## Source passage
------
Preserve existing imports

from __future__ import annotations (line 1) stays. hashlib stays (used by url_to_cache_filename). platform stays (used by _base_cache_dir).

Remove imports no longer needed

calendar, shutil, tempfile, time — verify each is truly unused after the rewrite.

Add imports (top-level, third-party group)

import cachecontrol
from cachecontrol.caches.file_cache import FileCache

These go in the third-party import group alongside import requests, following the project's PEP 8 / isort convention (no lazy imports in production code).

Keep unchanged

Symbol Lines Reason
_base_cache_dir() 19-35 Still needed for platform-specific cache path
_resolve_cache_dir() 38-42 Still needed
url_to_cache_filename() 100-116 Useful utility; not used by CacheControl but no reason to remove
FailedDownloadError 119-120 Still raised by retry logic

Modify _get_request() (lines 57-74)

  • Add session: requests.Session as the first parameter.
  • Call session.get(file_url) instead of requests.get(file_url, stream=True).
  • Remove stream=True — CacheControl needs the full response to cache it, and schemas are small.
  • Keep the retry loop (2 retries) and response_ok callback — CacheControl does not provide retry logic.
------
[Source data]
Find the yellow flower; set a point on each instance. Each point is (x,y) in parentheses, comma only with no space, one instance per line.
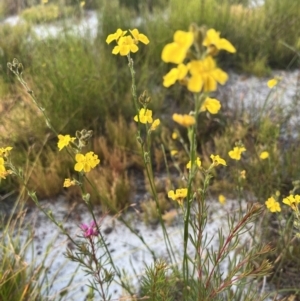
(198,163)
(139,37)
(272,82)
(222,199)
(154,125)
(264,155)
(212,105)
(125,46)
(175,52)
(290,201)
(205,75)
(214,43)
(184,120)
(272,205)
(243,174)
(115,36)
(68,182)
(4,151)
(174,135)
(217,160)
(86,162)
(64,141)
(175,74)
(178,194)
(145,116)
(4,173)
(174,152)
(235,154)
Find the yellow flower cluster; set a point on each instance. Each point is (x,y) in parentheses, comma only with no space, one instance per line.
(86,162)
(184,120)
(217,160)
(178,195)
(4,152)
(212,105)
(236,153)
(197,161)
(203,73)
(273,205)
(145,116)
(126,43)
(292,200)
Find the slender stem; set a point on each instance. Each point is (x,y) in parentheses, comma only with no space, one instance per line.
(148,162)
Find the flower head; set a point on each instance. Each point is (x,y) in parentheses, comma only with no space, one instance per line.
(214,43)
(174,152)
(292,201)
(243,174)
(68,182)
(64,141)
(145,116)
(176,52)
(217,160)
(273,205)
(154,125)
(211,105)
(4,151)
(197,161)
(222,199)
(125,45)
(174,135)
(205,75)
(89,230)
(184,120)
(236,153)
(178,195)
(86,162)
(264,155)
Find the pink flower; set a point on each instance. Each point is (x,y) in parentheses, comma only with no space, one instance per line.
(89,230)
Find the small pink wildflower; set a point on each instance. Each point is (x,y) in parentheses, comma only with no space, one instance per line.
(89,230)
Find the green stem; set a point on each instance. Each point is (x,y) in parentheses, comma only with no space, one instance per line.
(147,161)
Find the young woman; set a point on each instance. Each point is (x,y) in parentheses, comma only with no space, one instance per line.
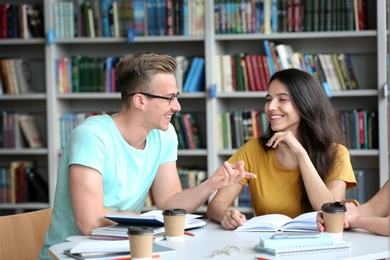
------
## Task A
Revise the records starting at the line that contains "Find the pink" and ending at the end of the records, replacing "green stem" with "flower stem" and changing nothing else. Leave the pictures out of your answer.
## Task B
Carry on the plan for moving the download cache to CacheControl, starting right after its last line.
The text and the records are independent of each other and should be treated as separate material.

## Expected answer A
Find the pink flower; set a point on each instance. Each point is (x,y) in parentheses, comma only with no space, one instance per line.
(89,230)
Find the small pink wildflower; set a point on each instance. Each point is (x,y) in parentheses, comma only with no space, one instance per line.
(89,230)
Find the flower stem; set a point on each instance. Each point is (x,y) in parentheses, comma only with no space, one instance per line.
(147,161)
Find the young woman; set a point on each instance. Each point is (x,y) in parentheses, comma only with no space, one instance per line.

## Expected answer B
Retry / CacheControl interaction: When a server returns a 200 with corrupt body and caching headers (e.g., ETag), CacheControl caches the response before our response_ok callback runs. On a naive retry, session.get() would serve the cached corrupt response and every retry would fail identically. To avoid this, retry attempts (_attempt > 0) pass Cache-Control: no-cache in the request headers. This is standard HTTP (RFC 7234 §5.2.1.4) — it tells CacheControl to revalidate with the server rather than serve from its local cache. CacheControl implements this natively; no custom logic is needed.

def _get_request(
    session: requests.Session,
    file_url: str,
    *,
    response_ok: t.Callable[[requests.Response], bool],
) -> requests.Response:
    num_retries = 2
    r: requests.Response | None = None
    for _attempt in range(num_retries + 1):
        try:
            # On retries, bypass CacheControl's local cache to avoid
            # re-serving a cached bad response.
            headers = {"Cache-Control": "no-cache"} if _attempt > 0 else {}
            r = session.get(file_url, headers=headers)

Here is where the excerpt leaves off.